Stated problem> Which lines in the rows below contain the word "occupy" with its case matching? Find each of them and copy it out in full.

Exercise data>
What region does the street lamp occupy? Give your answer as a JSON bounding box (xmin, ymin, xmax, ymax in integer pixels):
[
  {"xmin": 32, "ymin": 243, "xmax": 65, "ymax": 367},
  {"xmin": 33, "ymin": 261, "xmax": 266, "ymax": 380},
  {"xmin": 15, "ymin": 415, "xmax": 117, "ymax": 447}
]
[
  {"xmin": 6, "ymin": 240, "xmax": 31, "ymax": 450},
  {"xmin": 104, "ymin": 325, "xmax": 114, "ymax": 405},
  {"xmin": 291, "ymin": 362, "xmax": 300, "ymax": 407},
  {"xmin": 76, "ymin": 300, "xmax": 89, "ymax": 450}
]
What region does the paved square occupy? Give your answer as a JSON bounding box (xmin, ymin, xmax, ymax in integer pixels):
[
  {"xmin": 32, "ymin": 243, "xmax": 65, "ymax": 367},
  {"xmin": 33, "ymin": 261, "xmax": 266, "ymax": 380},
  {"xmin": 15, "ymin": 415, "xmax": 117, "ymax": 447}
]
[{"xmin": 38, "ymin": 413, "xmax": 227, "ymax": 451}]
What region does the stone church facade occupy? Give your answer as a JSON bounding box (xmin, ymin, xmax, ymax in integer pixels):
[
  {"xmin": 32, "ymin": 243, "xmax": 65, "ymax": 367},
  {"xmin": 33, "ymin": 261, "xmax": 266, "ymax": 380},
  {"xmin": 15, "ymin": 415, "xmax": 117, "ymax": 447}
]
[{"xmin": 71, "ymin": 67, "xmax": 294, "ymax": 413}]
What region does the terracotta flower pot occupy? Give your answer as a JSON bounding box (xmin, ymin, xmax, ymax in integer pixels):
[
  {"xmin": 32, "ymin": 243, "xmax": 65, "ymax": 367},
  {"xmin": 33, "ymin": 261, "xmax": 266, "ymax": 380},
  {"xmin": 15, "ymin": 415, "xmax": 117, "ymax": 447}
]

Worked answer>
What region does the street lamp occupy? Give your answer as a JSON bounding box (xmin, ymin, xmax, ymax in integer pixels):
What region does the paved square occupy? Give your answer as a JSON bounding box (xmin, ymin, xmax, ymax in integer pixels):
What region does the stone church facade occupy? Give your answer as a JSON bounding box (xmin, ymin, xmax, ymax in integer pixels):
What region does the terracotta flower pot occupy? Give your answer as a JSON bounding box (xmin, ymin, xmax, ymax in integer pixels):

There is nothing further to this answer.